◆ EXTRACTED RECORDS ◆

<<<<

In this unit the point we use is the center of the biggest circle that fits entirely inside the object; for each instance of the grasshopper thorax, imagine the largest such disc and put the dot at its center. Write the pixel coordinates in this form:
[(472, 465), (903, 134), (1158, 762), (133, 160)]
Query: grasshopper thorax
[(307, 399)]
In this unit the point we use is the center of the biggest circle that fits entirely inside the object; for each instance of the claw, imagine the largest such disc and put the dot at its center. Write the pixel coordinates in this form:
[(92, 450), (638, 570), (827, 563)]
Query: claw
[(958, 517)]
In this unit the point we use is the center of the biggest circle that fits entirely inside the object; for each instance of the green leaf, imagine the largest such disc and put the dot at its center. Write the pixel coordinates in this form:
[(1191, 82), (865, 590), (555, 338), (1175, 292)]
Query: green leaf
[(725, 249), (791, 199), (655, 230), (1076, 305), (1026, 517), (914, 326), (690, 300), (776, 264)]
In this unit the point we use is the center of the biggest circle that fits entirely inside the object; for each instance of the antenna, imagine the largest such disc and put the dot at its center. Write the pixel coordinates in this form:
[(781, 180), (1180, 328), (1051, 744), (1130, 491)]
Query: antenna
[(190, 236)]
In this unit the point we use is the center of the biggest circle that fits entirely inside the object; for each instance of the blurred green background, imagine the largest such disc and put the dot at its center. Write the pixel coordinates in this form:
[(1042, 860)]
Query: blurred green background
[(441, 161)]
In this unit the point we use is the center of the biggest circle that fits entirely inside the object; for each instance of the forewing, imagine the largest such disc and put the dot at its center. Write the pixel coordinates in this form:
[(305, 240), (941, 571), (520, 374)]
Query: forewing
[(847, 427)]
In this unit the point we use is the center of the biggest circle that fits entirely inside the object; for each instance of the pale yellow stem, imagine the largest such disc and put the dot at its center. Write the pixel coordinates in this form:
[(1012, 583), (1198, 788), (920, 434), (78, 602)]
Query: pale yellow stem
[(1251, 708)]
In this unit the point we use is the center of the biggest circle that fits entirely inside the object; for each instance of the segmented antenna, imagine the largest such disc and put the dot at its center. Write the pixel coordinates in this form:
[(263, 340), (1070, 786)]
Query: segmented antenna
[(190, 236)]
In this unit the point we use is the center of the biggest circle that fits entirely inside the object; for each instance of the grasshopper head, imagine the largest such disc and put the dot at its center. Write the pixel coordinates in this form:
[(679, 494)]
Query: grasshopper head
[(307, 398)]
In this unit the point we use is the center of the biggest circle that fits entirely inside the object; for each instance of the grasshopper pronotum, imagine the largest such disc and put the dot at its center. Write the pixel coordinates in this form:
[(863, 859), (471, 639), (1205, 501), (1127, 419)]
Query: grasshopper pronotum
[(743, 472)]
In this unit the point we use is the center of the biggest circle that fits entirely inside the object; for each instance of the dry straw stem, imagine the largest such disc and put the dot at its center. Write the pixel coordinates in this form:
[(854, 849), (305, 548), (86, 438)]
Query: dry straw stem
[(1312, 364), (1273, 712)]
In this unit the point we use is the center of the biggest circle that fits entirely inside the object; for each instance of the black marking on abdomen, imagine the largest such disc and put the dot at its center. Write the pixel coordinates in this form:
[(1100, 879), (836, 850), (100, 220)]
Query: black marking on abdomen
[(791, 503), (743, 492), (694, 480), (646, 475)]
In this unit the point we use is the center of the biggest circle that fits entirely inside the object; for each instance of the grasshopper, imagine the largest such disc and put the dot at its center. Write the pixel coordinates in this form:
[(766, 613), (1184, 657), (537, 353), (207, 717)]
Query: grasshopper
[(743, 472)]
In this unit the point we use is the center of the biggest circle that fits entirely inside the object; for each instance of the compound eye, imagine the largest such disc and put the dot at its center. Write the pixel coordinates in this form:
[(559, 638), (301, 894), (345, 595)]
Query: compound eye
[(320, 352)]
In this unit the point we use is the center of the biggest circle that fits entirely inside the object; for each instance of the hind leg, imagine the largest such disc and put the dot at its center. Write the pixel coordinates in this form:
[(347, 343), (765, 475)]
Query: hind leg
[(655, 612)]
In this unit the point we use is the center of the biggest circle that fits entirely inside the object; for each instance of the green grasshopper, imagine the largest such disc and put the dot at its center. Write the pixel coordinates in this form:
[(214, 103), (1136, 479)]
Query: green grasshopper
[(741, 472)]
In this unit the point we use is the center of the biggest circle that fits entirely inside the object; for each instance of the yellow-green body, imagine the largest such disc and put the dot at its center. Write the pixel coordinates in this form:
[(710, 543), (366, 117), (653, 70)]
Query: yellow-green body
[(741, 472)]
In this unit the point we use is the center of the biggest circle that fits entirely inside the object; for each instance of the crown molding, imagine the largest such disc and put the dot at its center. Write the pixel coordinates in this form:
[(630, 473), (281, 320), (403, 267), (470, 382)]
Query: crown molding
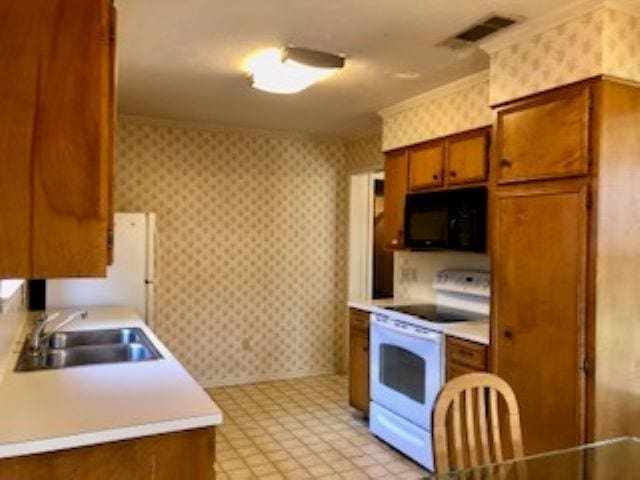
[(222, 128), (556, 17), (438, 92)]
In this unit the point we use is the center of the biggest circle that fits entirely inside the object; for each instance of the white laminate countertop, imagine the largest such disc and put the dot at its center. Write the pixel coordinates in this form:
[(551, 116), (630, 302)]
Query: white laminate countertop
[(57, 409), (474, 331)]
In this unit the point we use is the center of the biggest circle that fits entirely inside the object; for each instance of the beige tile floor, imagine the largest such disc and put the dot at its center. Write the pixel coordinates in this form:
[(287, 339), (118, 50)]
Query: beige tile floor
[(300, 429)]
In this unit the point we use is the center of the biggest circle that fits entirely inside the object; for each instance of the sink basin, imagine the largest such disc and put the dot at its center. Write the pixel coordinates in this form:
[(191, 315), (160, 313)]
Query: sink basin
[(95, 337), (71, 357), (72, 349)]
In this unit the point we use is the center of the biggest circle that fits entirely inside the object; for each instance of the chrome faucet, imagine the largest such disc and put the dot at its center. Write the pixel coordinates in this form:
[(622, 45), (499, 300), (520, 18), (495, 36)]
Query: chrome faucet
[(38, 336)]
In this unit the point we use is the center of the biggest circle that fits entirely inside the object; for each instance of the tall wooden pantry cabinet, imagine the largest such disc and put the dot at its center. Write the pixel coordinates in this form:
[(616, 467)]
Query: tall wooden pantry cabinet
[(565, 232)]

>>>>

Convert every line of the rows above into a Markdown table with two columns, Number and Line, skipping blank lines. Leave the pictures out.

| Number | Line |
|---|---|
| 1 | In this unit the point we use is the center of the biggest circle that fits entirely inside the object; for each instance of the grasshopper thorax, imagine the largest such disc and put the dot at its center. Write the pixel coordinates in this form: |
| 2 | [(472, 465), (903, 134), (1158, 762), (133, 160)] |
| 3 | Query: grasshopper thorax |
| 4 | [(307, 399)] |
| 5 | In this unit the point we use is the center of the biggest circle that fits entirely inside the object; for each instance of the claw, imagine the largest such disc and put the dot at its center. Write the pixel coordinates in this form: |
| 6 | [(92, 450), (638, 570), (827, 563)] |
| 7 | Query: claw |
| 8 | [(958, 517)] |
| 9 | In this unit the point we use is the center of the biggest circle that fits entirely inside the object; for each instance of the green leaf, imagine the largest such disc and put the dot at its center. Write the pixel coordinates in this form: |
| 10 | [(1191, 82), (865, 590), (555, 338), (1175, 292)] |
| 11 | Query: green leaf |
| 12 | [(725, 249), (791, 199), (655, 230), (1076, 305), (1026, 517), (914, 326), (690, 300), (776, 264)] |
| 13 | In this unit the point we use is the center of the biggest circle that fits entirely inside the object; for each instance of the antenna, imagine the largest such disc and put the dot at its center. Write the pixel coordinates in this form: |
| 14 | [(781, 180), (1180, 328), (1051, 744), (1130, 491)] |
| 15 | Query: antenna |
| 16 | [(190, 236)] |
| 17 | In this unit the point we use is the center of the biggest circle that fits entirely inside the object; for each instance of the blurred green background, imagine the largest such disc and put the dot at its center. Write the pixel coordinates in this form: |
| 18 | [(1042, 860)] |
| 19 | Query: blurred green background |
| 20 | [(441, 161)] |
| 21 | In this unit the point we use is the center of the biggest circle that fits entirely inside the object; for each instance of the forewing, imagine the largest such disc and put the dot at its center. Write the pixel coordinates in this form: |
| 22 | [(305, 240), (941, 571), (520, 374)] |
| 23 | Query: forewing |
| 24 | [(847, 427)] |
| 25 | In this unit the point we use is the center of the biggest circle that fits entirely inside the object; for each instance of the pale yellow stem, imagine the largest such disc and put the dot at its center. Write the pixel coordinates in this form: |
| 26 | [(1012, 583), (1198, 788), (920, 434), (78, 602)] |
| 27 | Query: pale yellow stem |
| 28 | [(1251, 708)] |
| 29 | In this unit the point we use is the center of the biggest circle that fits entirely inside the object; for each instance of the segmented antenna, imagine the largest such disc and put the dot at its center. Write the pixel coordinates in this form: |
| 30 | [(263, 340), (1070, 786)] |
| 31 | Query: segmented antenna |
| 32 | [(190, 236)] |
| 33 | In this unit the point we use is the center of the biggest circle that fits entirely inside the object; for each instance of the grasshopper head, imagine the largest such disc and put the dot at its center. Write the pixel coordinates in this form: |
| 34 | [(679, 494)] |
| 35 | Query: grasshopper head |
| 36 | [(307, 398)] |
| 37 | In this unit the point we use is the center of the biggest circle that fits entirely inside the object; for each instance of the grasshopper pronotum, imagine the largest such disc and put the dot at its center. Write the pixel coordinates in this form: |
| 38 | [(863, 859), (471, 639), (1205, 501), (1127, 419)] |
| 39 | Query: grasshopper pronotum |
| 40 | [(743, 472)] |
| 41 | In this unit the point we use is the center of the biggest circle that fits entirely inside the object; for each instance of the dry straw stem, imagine the largest such disc and put the dot at its center. Write the pixel coordinates in this form: |
| 42 | [(854, 849), (305, 548), (86, 438)] |
| 43 | Query: dry straw stem |
| 44 | [(1312, 364), (1273, 712)] |
| 45 | In this unit the point we use is the center of the biggest circle that fits entirely inside the object; for each instance of the black marking on abdomen, imagine the largest such disc and put the dot at its center. Write the pixel coordinates in this form: |
| 46 | [(1100, 879), (836, 850), (100, 220)] |
| 47 | Query: black marking on abdomen |
| 48 | [(791, 503), (743, 492), (694, 480), (646, 475)] |
| 49 | In this unit the point we use is the center of the biggest circle that fits entirely inside the object; for each instance of the grasshopper, imagine the largest such disc and put the dot at its center. Write the pixel coordinates in this form: |
| 50 | [(766, 613), (1184, 657), (537, 353), (207, 717)] |
| 51 | Query: grasshopper |
| 52 | [(743, 472)] |
| 53 | In this unit the point we use is the center of the biggest circle that fits entirely inside the object; for each instance of the compound eye, imagine the largest such disc and put the dot at its center. Write the pixel coordinates in this form: |
| 54 | [(559, 638), (301, 894), (345, 595)] |
| 55 | Query: compound eye |
| 56 | [(320, 352)] |
| 57 | In this unit the point we use is the center of the biggest circle that fits entirely inside the object; for each instance of the hind leg, imagine the largest such disc and put the dot at its center. Write the pixel coordinates in this form: |
| 58 | [(347, 343), (765, 475)] |
| 59 | Query: hind leg |
| 60 | [(655, 612)] |
| 61 | In this unit the point we use is the center of the biggest circle that fits entirely inside the object; for each instance of the green grasshopper, imagine the largest such disc and put the dot at its center. Write the pixel coordinates in this form: |
| 62 | [(214, 103), (1136, 479)] |
| 63 | Query: green grasshopper |
| 64 | [(741, 472)] |
| 65 | In this unit the point we use is the center of the biggest circle that fits entirely inside the object; for each instance of the yellow-green body, imagine the largest such disc and put the dot at its center. Write the pixel coordinates in this form: |
| 66 | [(710, 543), (366, 117), (653, 70)] |
| 67 | Query: yellow-green body |
| 68 | [(741, 472)] |
| 69 | In this unit the point we use is the center of the biggest circle that fits entirely inside the object; for each instance of the crown molding, imagine the largest such disc and put the dot at its center. Write the pixel coordinates in this form: |
| 70 | [(630, 473), (281, 320), (403, 267), (470, 382)] |
| 71 | Query: crown molding |
| 72 | [(222, 128), (556, 17), (438, 92)] |
| 73 | In this unit the point we use is the center of the biggest circle that fits entirely inside the object; for each instance of the white laminate countertop, imagine the largest such disc and put the dot at its center. Write the pixel coordinates in this form: |
| 74 | [(551, 116), (630, 302)] |
| 75 | Query: white laminate countertop |
| 76 | [(57, 409), (474, 331)] |
| 77 | In this unit the point we use is the center of the biggest circle that fits entirely inside the object; for each instance of the beige tile floor, imagine the largest such disc and put the dot at its center. Write the pixel coordinates in this form: |
| 78 | [(287, 339), (118, 50)] |
| 79 | Query: beige tile floor |
| 80 | [(300, 429)] |
| 81 | In this unit the point we use is the center of the biggest circle that fits entirely inside the object; for each instance of the sink basin, imagine the largest such disc and put the dot at its center. Write the pixel coordinates in this form: |
| 82 | [(191, 315), (160, 313)] |
| 83 | Query: sink basin |
| 84 | [(95, 337), (71, 357), (72, 349)] |
| 85 | In this unit the point we use is the center of the biggest circle that fits entirely inside the object; for each instance of the chrome faucet, imagine the largest such disc and put the dot at its center. Write the pixel coordinates in this form: |
| 86 | [(622, 45), (499, 300), (520, 18), (495, 36)] |
| 87 | Query: chrome faucet |
| 88 | [(38, 336)] |
| 89 | In this unit the point we use is the center of the biggest circle that fits entirely inside the object; for each instance of the tall wooden pantry cabinet, imagine the largest such disc and put the dot at its center. Write the pixel coordinates in this form: |
| 90 | [(616, 467)] |
| 91 | Query: tall wooden pantry cabinet |
| 92 | [(565, 232)] |